Task instructions:
Print the listing below in its entirety, character for character.

::: Data supplied

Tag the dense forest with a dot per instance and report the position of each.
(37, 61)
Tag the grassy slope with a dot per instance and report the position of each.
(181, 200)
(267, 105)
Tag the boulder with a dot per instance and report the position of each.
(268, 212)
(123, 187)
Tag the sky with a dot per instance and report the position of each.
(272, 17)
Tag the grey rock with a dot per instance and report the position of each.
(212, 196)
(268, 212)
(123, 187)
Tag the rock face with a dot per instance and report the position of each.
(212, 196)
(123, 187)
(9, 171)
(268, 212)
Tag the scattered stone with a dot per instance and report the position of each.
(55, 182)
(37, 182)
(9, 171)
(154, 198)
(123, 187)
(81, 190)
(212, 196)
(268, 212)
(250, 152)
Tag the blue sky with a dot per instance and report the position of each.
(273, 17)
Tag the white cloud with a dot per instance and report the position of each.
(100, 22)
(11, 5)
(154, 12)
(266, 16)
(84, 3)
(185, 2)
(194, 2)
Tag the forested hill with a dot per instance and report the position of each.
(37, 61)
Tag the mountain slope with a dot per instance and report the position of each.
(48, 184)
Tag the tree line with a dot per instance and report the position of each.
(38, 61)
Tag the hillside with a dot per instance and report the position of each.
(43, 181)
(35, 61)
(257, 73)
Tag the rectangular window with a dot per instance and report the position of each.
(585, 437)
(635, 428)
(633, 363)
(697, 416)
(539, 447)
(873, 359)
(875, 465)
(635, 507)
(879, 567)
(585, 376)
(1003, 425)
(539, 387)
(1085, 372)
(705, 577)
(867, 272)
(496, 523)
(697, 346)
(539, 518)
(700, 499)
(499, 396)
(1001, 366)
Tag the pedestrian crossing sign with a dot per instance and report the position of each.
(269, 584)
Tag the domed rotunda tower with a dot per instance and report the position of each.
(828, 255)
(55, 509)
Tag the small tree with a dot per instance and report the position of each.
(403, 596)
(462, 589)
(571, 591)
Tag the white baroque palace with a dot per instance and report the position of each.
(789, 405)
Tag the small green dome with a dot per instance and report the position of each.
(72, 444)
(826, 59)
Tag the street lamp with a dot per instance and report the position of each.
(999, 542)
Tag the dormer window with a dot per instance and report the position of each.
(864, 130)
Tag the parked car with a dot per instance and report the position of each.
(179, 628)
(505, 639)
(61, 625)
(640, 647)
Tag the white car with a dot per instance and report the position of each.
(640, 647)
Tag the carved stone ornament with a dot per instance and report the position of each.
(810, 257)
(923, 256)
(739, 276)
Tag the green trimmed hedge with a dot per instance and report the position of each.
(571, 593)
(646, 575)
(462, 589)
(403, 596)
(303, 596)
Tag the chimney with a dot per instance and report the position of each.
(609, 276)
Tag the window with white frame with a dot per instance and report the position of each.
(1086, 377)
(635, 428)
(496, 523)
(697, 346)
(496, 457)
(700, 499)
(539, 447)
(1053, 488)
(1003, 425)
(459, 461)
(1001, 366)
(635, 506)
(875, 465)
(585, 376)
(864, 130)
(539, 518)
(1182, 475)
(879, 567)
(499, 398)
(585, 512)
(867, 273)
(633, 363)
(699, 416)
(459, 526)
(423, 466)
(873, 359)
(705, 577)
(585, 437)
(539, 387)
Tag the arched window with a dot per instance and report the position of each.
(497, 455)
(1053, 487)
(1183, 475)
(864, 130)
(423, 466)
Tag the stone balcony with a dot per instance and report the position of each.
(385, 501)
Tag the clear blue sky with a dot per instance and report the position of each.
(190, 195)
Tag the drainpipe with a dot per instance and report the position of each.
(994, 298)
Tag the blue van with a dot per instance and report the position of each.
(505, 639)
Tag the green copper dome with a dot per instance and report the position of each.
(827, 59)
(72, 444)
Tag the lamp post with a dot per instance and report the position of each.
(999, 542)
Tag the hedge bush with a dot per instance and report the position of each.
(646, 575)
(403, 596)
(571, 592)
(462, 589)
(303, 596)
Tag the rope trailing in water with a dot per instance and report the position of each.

::::::

Completed task:
Tag the dense forest with a dot per instance and report the position of each.
(37, 61)
Tag the grassy slope with a dot per instance and report the position of each.
(181, 200)
(267, 105)
Tag the boulder with a dot per instance and report the position of each.
(268, 212)
(123, 187)
Tag the sky with a dot per instance and report the position of each.
(272, 17)
Tag the grey rock with a dot per instance and report the position of each.
(212, 196)
(268, 212)
(123, 187)
Tag the rock face with a dot per instance and report the position of each.
(212, 196)
(123, 187)
(9, 171)
(268, 212)
Tag the scattered stone with a dot per instance and report the position of each.
(55, 182)
(37, 182)
(9, 171)
(154, 198)
(123, 187)
(81, 190)
(212, 196)
(268, 212)
(250, 152)
Tag the blue sky with a dot per instance and report the position of each.
(273, 17)
Tag the white cloud with a dot per instance and report the position of each.
(100, 22)
(11, 5)
(154, 12)
(266, 16)
(84, 3)
(185, 2)
(194, 2)
Tag the forested hill with a dot per instance and report the position of each.
(37, 61)
Tag the mountain slope with a dot per instance and report the position of each.
(48, 184)
Tag the tree line with a dot per instance and report the position of each.
(38, 61)
Tag the hillside with a dot per instance and report the position of each.
(43, 181)
(35, 61)
(257, 73)
Tag the rectangular window with a dot per instance and report the position of each.
(585, 437)
(635, 428)
(633, 363)
(697, 416)
(539, 447)
(873, 359)
(875, 465)
(635, 507)
(879, 567)
(585, 376)
(1003, 425)
(539, 387)
(1085, 372)
(705, 577)
(867, 272)
(496, 523)
(697, 346)
(539, 518)
(700, 499)
(499, 396)
(1001, 366)
Tag the pedestrian crossing sign with a dot per instance and report the position of each.
(269, 584)
Tag the domed rotunda tower with a dot per instance and report the position of each.
(828, 255)
(55, 509)
Tag the small tree with a dot per instance and report the position of each.
(403, 596)
(462, 589)
(571, 591)
Tag the white baroque palace with a dot per instance and report the position of each.
(789, 405)
Tag the small green dome with a dot per instance and report the position of each.
(72, 444)
(826, 59)
Tag the street lamp with a dot per instance and report the position of each.
(999, 542)
Tag the dormer window with a dot per instance and report the position of each.
(864, 130)
Tag the parked car with a dot per instance and report the position of each.
(179, 628)
(505, 639)
(61, 625)
(640, 647)
Tag the white car with a dot per instance and report the position of each.
(640, 647)
Tag the carved stone ornament with a dot per instance and report the position of each.
(810, 257)
(923, 256)
(739, 276)
Tag the green trimmed hedge with a dot per instance and report the position of each.
(571, 593)
(646, 575)
(462, 589)
(403, 596)
(303, 596)
Tag the chimney with a dot per instance and report the position of each.
(609, 276)
Tag the window with white frame with a dot per instance and report the position of each.
(1086, 377)
(635, 428)
(496, 523)
(697, 346)
(496, 457)
(700, 499)
(539, 447)
(1053, 488)
(1003, 425)
(459, 461)
(1001, 366)
(635, 506)
(875, 465)
(585, 376)
(864, 130)
(539, 518)
(1182, 475)
(879, 567)
(499, 398)
(585, 512)
(867, 273)
(633, 363)
(699, 416)
(459, 526)
(423, 466)
(873, 359)
(705, 577)
(585, 437)
(539, 387)
Tag the arched window with a dot per instance and report the position of each.
(497, 455)
(1053, 487)
(1183, 475)
(864, 130)
(423, 466)
Tag the stone balcony with a dot per instance and report the position of each.
(385, 501)
Tag the clear blue sky with a dot per instance and report the position of each.
(190, 195)
Tag the drainpipe with a dot per instance and report the position of each.
(994, 298)
Tag the blue van with a dot per instance and report the position of each.
(505, 639)
Tag the green copper dome with a dot per instance and report the position of each.
(827, 59)
(72, 444)
Tag the lamp post with a dot per instance and report the position of each.
(999, 542)
Tag the hedge bush with a dot per instance and report the position of each.
(646, 575)
(403, 596)
(571, 592)
(462, 589)
(303, 596)
Tag the rope trailing in water with a dot per instance and report the position of each.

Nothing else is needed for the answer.